EXERCISE TASK
Collect every line below that contains the word "sleeve", and copy each of those lines in full.
[START]
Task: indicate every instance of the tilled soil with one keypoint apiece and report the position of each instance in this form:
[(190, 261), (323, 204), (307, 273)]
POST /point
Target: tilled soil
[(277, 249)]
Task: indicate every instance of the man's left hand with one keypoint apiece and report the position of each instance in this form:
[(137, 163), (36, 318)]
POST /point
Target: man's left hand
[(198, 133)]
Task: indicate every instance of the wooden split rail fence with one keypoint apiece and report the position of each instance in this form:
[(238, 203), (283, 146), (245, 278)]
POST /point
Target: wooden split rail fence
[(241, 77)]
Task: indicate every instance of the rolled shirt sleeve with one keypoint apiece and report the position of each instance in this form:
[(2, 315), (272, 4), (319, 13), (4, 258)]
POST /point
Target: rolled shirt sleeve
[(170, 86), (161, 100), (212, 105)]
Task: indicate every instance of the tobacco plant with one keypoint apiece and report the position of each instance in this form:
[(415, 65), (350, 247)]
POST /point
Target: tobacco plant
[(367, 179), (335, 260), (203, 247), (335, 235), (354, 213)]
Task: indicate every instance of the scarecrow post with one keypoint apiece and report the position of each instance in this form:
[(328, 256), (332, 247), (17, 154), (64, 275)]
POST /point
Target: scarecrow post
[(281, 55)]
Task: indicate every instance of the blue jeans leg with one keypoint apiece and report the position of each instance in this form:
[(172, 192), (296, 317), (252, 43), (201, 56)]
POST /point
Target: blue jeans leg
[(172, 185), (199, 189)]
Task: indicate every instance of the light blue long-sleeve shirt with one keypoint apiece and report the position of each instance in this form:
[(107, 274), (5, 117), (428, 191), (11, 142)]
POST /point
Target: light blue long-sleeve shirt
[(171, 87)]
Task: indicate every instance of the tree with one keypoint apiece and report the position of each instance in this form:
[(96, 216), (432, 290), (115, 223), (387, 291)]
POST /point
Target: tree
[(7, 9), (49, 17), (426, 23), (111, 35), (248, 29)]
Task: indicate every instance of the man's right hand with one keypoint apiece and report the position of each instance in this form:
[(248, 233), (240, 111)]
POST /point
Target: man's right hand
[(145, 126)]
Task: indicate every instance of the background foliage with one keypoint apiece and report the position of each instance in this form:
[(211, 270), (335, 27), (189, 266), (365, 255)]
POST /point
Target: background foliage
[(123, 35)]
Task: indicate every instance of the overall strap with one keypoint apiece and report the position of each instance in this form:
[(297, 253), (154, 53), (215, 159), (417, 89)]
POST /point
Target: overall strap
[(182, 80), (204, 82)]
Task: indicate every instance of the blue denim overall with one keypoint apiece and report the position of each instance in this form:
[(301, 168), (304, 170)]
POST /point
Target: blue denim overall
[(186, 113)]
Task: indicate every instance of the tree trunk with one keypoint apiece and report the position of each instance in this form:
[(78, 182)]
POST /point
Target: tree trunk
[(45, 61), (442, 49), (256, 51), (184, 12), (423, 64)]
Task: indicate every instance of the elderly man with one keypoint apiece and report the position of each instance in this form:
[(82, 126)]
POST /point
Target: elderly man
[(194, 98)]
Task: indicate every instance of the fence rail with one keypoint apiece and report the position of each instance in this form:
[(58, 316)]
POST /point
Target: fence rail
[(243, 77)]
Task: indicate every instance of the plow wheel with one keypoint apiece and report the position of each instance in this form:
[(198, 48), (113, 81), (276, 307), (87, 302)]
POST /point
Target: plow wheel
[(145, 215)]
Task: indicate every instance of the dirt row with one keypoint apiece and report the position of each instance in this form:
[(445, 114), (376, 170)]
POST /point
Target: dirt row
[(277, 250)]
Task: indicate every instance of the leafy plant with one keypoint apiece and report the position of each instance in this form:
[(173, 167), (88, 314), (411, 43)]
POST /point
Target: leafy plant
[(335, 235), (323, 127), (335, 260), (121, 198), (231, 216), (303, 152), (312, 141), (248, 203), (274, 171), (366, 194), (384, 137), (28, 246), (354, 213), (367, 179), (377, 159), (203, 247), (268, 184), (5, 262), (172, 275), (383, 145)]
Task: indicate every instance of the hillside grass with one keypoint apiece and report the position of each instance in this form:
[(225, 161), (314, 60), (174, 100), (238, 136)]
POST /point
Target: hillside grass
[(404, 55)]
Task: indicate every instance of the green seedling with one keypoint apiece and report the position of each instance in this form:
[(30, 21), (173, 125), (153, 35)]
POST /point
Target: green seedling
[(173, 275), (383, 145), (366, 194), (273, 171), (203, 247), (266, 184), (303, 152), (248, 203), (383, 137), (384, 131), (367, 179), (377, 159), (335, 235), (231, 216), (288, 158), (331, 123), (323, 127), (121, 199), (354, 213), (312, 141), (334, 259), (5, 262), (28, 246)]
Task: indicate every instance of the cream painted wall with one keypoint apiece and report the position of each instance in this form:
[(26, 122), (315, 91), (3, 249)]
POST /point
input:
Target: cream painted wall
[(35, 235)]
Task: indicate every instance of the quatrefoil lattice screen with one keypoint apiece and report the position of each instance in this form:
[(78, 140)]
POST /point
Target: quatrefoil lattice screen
[END]
[START]
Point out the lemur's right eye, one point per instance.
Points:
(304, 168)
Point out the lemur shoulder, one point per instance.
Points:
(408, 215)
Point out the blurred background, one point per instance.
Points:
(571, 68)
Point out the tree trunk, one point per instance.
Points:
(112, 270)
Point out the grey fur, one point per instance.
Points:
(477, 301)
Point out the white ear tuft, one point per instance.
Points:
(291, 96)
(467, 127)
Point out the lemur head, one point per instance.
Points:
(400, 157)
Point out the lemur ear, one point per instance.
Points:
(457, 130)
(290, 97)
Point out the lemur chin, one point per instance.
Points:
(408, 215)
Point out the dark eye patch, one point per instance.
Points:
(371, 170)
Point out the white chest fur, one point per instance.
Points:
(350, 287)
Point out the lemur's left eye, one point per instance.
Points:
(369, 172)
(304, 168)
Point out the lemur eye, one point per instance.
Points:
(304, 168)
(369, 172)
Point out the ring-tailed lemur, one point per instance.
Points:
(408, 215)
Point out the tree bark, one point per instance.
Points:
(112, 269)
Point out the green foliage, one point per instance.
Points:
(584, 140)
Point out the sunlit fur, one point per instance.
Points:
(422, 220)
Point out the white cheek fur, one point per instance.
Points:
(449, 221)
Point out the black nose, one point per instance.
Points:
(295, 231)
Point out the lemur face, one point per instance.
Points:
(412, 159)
[END]
[START]
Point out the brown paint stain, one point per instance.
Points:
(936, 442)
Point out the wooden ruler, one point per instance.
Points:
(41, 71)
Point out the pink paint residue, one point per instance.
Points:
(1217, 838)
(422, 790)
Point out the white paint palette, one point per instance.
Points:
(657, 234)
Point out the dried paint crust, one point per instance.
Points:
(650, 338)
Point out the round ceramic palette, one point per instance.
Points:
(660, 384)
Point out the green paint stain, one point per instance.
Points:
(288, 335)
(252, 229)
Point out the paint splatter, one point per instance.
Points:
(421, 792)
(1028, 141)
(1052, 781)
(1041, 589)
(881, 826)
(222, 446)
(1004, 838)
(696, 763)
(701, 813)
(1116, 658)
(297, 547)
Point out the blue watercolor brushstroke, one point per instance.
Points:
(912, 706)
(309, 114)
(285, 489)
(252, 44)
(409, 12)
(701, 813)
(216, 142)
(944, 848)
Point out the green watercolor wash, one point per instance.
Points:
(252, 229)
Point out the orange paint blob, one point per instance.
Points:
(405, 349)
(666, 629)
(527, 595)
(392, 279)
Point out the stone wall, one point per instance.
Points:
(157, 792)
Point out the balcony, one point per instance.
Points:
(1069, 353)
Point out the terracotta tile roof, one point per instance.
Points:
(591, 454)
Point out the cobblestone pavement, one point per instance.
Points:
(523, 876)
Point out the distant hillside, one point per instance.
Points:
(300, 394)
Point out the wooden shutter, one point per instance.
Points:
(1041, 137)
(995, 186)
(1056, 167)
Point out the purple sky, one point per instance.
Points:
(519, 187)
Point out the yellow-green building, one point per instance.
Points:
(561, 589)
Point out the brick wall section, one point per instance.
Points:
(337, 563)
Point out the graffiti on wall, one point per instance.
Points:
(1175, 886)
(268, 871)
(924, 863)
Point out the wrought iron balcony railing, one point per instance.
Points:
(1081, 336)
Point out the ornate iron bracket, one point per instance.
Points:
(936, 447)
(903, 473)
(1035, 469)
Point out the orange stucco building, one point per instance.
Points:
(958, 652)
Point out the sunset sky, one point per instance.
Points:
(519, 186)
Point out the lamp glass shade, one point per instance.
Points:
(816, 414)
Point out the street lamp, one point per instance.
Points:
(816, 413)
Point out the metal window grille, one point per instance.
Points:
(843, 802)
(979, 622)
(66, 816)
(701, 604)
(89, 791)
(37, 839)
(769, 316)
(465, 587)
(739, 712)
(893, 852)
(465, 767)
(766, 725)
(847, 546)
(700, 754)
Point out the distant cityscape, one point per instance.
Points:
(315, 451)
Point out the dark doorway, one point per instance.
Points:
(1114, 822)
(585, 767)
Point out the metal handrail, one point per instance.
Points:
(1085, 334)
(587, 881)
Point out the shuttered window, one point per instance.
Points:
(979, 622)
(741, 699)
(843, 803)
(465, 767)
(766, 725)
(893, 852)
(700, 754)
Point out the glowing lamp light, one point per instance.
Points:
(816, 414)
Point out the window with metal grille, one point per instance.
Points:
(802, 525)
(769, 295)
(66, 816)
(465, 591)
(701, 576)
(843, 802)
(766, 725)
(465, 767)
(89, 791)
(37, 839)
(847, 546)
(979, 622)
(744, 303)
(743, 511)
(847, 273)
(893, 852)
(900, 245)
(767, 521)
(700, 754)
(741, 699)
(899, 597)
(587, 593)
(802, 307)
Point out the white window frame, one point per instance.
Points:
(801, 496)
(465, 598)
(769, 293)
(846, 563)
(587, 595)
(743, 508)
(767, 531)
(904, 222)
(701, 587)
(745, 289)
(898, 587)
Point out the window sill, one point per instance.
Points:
[END]
SOLUTION TO THIS PROBLEM
Task: indicate every instance of the rolled shirt sleeve with one keypoint apiece and report the position of each instance in this form:
Target: rolled shirt sleeve
Task: indicate every instance of the light blue long-sleeve shirt with one keypoint apiece and report the position of each instance in this form:
Target: light blue long-sleeve shirt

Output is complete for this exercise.